## BEGIN EXTRACT

In the Spotlight: UA announces return to live theatre for upcoming season

Students from the university of Arizona's School of Theatre, Film & Television are finally returning to the stage for in-person performances this October.

The School of Theatre, Film & Television recently announced its 2021 & 2022 season, which will comprise four shows produced by the Arizona Repertory Theatre and two productions by the student-devised Next Performance Collective, including a brand new festival.

"Top of mind was coming back and providing performance and production opportunities for our acting & musical theatre students, our theatre students, and our design and tech productions students in an ethical and robust way," said Hank Stratton, UA assistant professor and artistic director of the Arizona Repertory Theatre. "So much has happened in the last 18 months. There's been a constellation of crises and moments that need to be answered. In the interest of equity for the entire school, I wanted to make sure there were more theatre students that were given access to main stage experiences. Giving them visibility is really important, and it's important to honor theatre-making on every level."

The season will open with two Arizona Repertory Theatre shows: "Into the Woods" by Stephen Sondheim, running from Oct. 10 to Oct. 24, and a new version of Chekhov's "Three Sisters," running from Nov. 7 to Nov. 21.

"The first show we're doing is 'Into the Woods,' which is not necessarily a new opportunity, but it seemed like a fantastical and lyrical way to invite the patrons, audience and campus back to the theatre. I feel the mix of whimsy and menace that it holds matches the moment we're in," Stratton said. "I also wanted to represent female artists in a more honest way, and Sarah Ruhl has a gorgeous adaptation of Anton Chekov's 'Three Sisters' that I had been dying to produce, and this seems like the perfect time. We have a lot of strong women right now, and I wanted to represent them."

The Next Performance Collective, a UA initiative for works by emerging playwrights, will then take the stage with "Everybody" running from Dec. 3 through Dec. 5. This show by Branden Jacobs-Jenkins examines "the meaning of life and the mystery of death" with a lottery twist.

## END EXTRACT
## BEGIN PROVIDED RECORDS

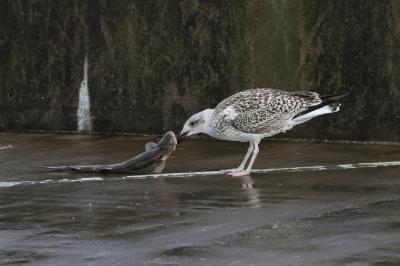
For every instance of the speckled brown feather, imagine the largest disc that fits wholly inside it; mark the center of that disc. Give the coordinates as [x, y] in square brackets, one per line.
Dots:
[260, 111]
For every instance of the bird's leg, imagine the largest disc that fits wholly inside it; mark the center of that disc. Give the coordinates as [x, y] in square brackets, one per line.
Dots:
[245, 159]
[253, 157]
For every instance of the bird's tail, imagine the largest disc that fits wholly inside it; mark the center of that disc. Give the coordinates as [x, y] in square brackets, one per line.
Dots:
[331, 102]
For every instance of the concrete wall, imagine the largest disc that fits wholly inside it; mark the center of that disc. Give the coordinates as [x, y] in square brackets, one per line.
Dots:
[153, 63]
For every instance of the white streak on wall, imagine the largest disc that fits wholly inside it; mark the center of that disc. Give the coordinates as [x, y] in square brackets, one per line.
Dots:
[84, 121]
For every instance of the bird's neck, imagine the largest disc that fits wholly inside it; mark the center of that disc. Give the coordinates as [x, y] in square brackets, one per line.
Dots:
[208, 117]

## END PROVIDED RECORDS

EXERCISE PROMPT: From the article on the theatre season, write out word for word the passage that opens with the words "Students from the" and closes with "performances this October.".

ANSWER IN FULL:
Students from the university of Arizona's School of Theatre, Film & Television are finally returning to the stage for in-person performances this October.